**What you will do**
Only the pictures are to be left out; the listing itself is repeated exactly.
--- Records shown ---
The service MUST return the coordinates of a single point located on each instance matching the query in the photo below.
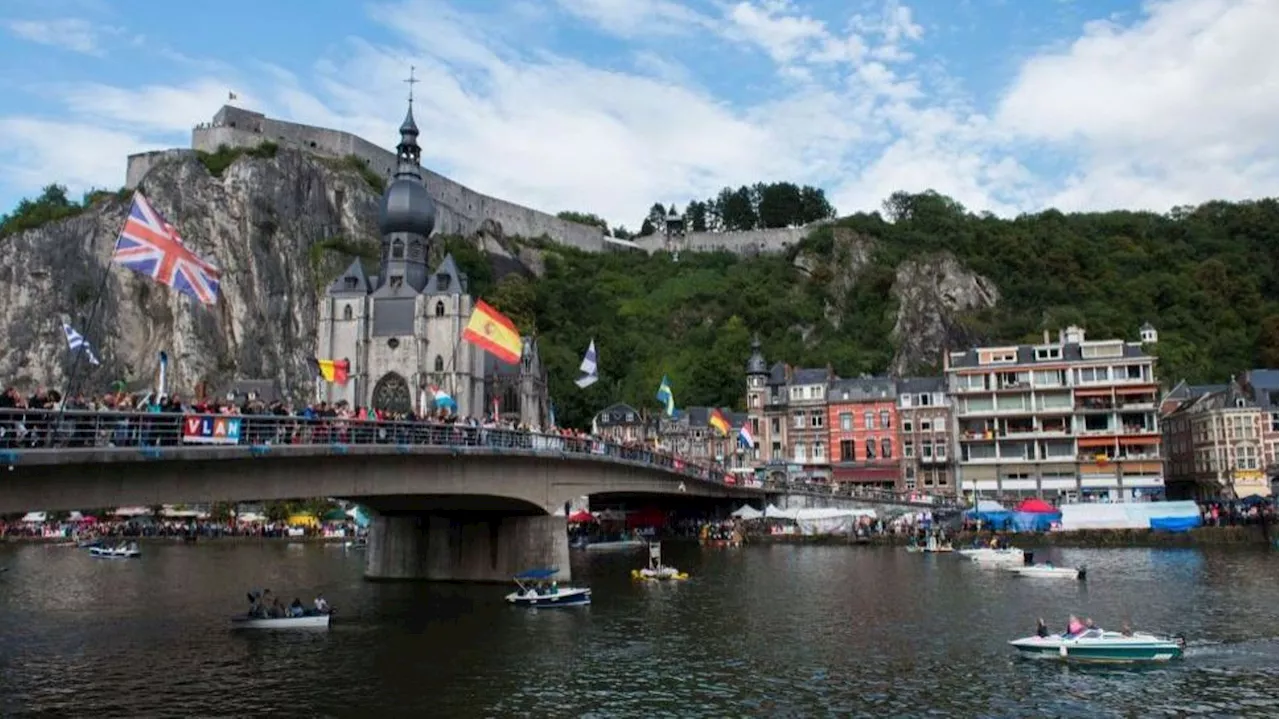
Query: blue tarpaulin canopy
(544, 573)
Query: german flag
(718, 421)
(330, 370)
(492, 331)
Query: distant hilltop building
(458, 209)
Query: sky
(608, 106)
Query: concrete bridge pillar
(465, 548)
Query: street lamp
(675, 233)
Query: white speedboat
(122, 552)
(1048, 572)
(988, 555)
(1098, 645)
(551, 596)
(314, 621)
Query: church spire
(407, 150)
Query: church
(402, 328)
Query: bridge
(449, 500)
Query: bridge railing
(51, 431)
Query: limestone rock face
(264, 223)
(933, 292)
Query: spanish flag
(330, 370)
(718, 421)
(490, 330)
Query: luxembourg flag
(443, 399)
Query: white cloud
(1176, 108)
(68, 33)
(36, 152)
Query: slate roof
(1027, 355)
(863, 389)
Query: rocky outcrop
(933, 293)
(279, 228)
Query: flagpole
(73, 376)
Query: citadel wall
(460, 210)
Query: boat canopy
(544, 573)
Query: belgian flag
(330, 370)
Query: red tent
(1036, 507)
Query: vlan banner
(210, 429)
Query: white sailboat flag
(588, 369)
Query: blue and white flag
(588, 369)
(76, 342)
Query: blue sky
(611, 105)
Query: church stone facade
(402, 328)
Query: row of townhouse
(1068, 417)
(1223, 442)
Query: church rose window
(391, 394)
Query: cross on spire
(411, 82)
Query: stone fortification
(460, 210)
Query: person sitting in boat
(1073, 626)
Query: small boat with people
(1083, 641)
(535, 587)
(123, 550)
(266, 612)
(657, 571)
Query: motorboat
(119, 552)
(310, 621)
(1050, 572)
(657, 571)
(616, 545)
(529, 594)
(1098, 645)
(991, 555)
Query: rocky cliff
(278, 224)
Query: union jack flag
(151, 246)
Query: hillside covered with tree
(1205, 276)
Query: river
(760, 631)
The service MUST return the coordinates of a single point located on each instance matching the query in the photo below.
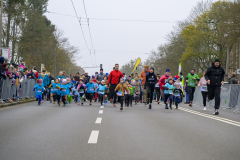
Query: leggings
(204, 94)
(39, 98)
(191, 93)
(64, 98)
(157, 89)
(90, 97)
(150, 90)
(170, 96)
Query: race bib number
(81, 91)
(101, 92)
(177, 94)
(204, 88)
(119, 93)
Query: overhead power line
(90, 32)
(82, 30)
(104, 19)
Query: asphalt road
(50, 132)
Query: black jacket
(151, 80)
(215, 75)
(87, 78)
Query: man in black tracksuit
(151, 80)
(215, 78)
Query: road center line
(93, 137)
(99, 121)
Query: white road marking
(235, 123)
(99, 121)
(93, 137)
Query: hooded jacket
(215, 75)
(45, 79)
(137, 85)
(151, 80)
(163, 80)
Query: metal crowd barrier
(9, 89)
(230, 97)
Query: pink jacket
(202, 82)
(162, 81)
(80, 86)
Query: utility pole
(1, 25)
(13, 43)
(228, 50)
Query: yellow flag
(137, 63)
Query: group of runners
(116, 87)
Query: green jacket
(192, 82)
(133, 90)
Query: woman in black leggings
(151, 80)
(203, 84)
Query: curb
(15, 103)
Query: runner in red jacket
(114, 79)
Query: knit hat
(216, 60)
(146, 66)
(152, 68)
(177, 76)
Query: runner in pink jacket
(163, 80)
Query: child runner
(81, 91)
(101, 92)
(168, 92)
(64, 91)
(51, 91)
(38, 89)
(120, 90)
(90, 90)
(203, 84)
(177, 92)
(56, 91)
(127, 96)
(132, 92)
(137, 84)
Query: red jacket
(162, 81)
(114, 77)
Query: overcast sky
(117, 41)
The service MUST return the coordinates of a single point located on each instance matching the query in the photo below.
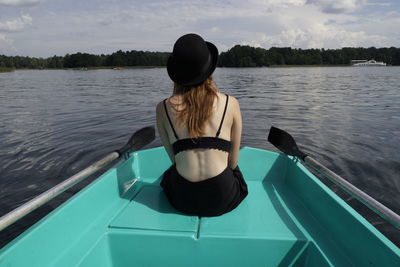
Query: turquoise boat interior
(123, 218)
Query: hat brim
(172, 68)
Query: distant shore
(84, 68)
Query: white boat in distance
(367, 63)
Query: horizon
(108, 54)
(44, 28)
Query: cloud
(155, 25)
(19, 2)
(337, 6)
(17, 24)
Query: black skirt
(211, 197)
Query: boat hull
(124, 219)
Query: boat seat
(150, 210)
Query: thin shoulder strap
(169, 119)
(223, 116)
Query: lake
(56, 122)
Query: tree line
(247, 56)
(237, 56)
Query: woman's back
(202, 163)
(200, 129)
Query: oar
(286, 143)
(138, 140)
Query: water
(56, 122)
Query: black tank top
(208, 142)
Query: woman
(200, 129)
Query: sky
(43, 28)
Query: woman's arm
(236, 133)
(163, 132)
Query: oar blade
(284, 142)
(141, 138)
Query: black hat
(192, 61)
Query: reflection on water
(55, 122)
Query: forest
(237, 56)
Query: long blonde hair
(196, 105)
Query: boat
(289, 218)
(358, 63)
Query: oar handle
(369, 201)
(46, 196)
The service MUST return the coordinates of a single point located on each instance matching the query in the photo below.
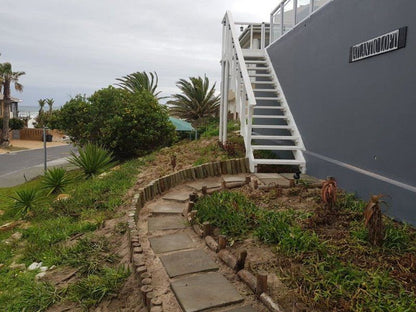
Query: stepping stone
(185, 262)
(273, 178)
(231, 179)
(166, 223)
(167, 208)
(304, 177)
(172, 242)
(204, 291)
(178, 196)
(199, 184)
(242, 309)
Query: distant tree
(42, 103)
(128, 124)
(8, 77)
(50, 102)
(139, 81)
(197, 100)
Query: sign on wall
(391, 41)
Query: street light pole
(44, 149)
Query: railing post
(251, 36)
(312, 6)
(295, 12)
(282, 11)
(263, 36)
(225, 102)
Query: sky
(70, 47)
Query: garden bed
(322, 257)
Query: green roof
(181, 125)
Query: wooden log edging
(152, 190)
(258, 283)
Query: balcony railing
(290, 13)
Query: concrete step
---
**Solution for this problem**
The service MUST return the coordinates of a single point located on each instance matching the query in the photo below.
Query: blue tarpaulin canopy
(544, 573)
Query: german flag
(718, 421)
(330, 370)
(492, 331)
Query: distant hilltop building
(458, 209)
Query: sky
(608, 106)
Query: concrete bridge pillar
(465, 548)
Query: street lamp
(675, 233)
Query: white speedboat
(122, 552)
(1048, 572)
(988, 555)
(1098, 645)
(551, 596)
(314, 621)
Query: church spire
(407, 150)
Query: church
(402, 328)
Query: bridge
(449, 500)
Query: bridge railing
(51, 431)
Query: limestone rock face
(264, 223)
(933, 292)
Query: spanish flag
(330, 370)
(718, 421)
(490, 330)
Query: luxembourg flag
(443, 399)
Query: white cloud
(1176, 108)
(68, 33)
(36, 152)
Query: slate roof
(1027, 355)
(863, 389)
Query: rocky outcrop
(933, 293)
(279, 228)
Query: flagpole
(73, 376)
Query: citadel wall
(460, 210)
Query: boat canopy
(544, 573)
Query: belgian flag
(330, 370)
Query: red tent
(1036, 507)
Query: vlan banner
(210, 429)
Query: white sailboat flag
(588, 369)
Query: blue and white flag
(588, 369)
(76, 342)
Query: blue sky
(611, 105)
Query: church stone facade
(402, 328)
Query: row of townhouse
(1068, 417)
(1223, 442)
Query: church rose window
(391, 394)
Query: cross on spire
(411, 82)
Query: stone fortification
(460, 210)
Query: person sitting in boat
(1073, 626)
Query: small boat with people
(1083, 641)
(535, 587)
(123, 550)
(266, 612)
(657, 571)
Query: motorboat
(119, 552)
(310, 621)
(1050, 572)
(657, 571)
(616, 545)
(529, 594)
(1098, 645)
(991, 555)
Query: rocky cliff
(278, 224)
Query: union jack flag
(151, 246)
Query: hillside covered with tree
(1205, 276)
Query: river
(760, 631)
The service MUST return the coordinates of a single point located on each instance matching the query in the photo below.
Query: leggings
(204, 94)
(39, 98)
(191, 93)
(64, 98)
(157, 89)
(90, 97)
(150, 90)
(170, 96)
Query: race bib number
(81, 91)
(101, 92)
(177, 94)
(204, 88)
(119, 93)
Query: overhead power line
(90, 32)
(82, 30)
(104, 19)
Query: asphalt road
(50, 132)
Query: black jacket
(151, 80)
(215, 75)
(87, 78)
Query: man in black tracksuit
(151, 80)
(215, 78)
Query: road center line
(93, 137)
(99, 121)
Query: white road marking
(235, 123)
(99, 121)
(93, 137)
Query: hooded jacket
(215, 75)
(45, 79)
(137, 85)
(151, 80)
(163, 80)
Query: metal crowd barrier
(9, 89)
(230, 97)
Query: pink jacket
(202, 82)
(162, 81)
(80, 86)
Query: utility pole
(1, 25)
(13, 43)
(228, 50)
Query: yellow flag
(137, 63)
Query: group of runners
(116, 87)
Query: green jacket
(192, 82)
(133, 90)
Query: woman in black leggings
(151, 80)
(203, 84)
Query: curb
(15, 103)
Query: runner in red jacket
(114, 79)
Query: knit hat
(216, 60)
(146, 66)
(152, 68)
(177, 76)
Query: runner in pink jacket
(163, 80)
Query: child runner
(81, 91)
(101, 92)
(168, 92)
(64, 91)
(51, 91)
(38, 89)
(120, 90)
(90, 90)
(203, 84)
(177, 92)
(56, 91)
(127, 96)
(132, 92)
(137, 84)
Query: red jacket
(162, 81)
(114, 77)
Query: overcast sky
(117, 41)
The service MUST return the coordinates of a single point located on each instance matching the query in the photo below.
Query: turquoise boat interior
(123, 218)
Query: hat brim
(172, 68)
Query: distant shore
(84, 68)
Query: white boat in distance
(367, 63)
Query: horizon
(108, 54)
(44, 28)
Query: cloud
(155, 25)
(19, 2)
(337, 6)
(17, 24)
Query: black skirt
(211, 197)
Query: boat hull
(124, 219)
Query: boat seat
(150, 210)
Query: thin shoulder strap
(169, 119)
(223, 116)
Query: lake
(56, 122)
Query: tree line
(247, 56)
(237, 56)
Query: woman's back
(202, 163)
(200, 129)
Query: oar
(286, 143)
(138, 140)
Query: water
(56, 122)
Query: black tank top
(208, 142)
Query: woman
(200, 129)
Query: sky
(43, 28)
Query: woman's arm
(236, 133)
(163, 132)
Query: oar blade
(284, 142)
(141, 138)
Query: black hat
(192, 61)
Query: reflection on water
(55, 122)
Query: forest
(237, 56)
Query: long blonde hair
(196, 105)
Query: boat
(289, 218)
(358, 63)
Query: oar handle
(369, 201)
(46, 196)
The service MUST return the coordinates of a single point located on each instance matching the query in the photo below.
Query: stepping stone
(185, 262)
(273, 178)
(231, 179)
(166, 223)
(167, 208)
(304, 177)
(172, 242)
(204, 291)
(178, 196)
(199, 184)
(242, 309)
Query: distant tree
(42, 103)
(128, 124)
(8, 77)
(50, 102)
(139, 81)
(197, 100)
Query: sign on wall
(391, 41)
Query: street light pole
(44, 149)
Query: railing post
(251, 36)
(312, 6)
(295, 12)
(282, 11)
(263, 36)
(225, 102)
Query: sky
(70, 47)
Query: garden bed
(322, 257)
Query: green roof
(181, 125)
Query: wooden log edging
(152, 190)
(258, 283)
Query: balcony railing
(290, 13)
Query: concrete step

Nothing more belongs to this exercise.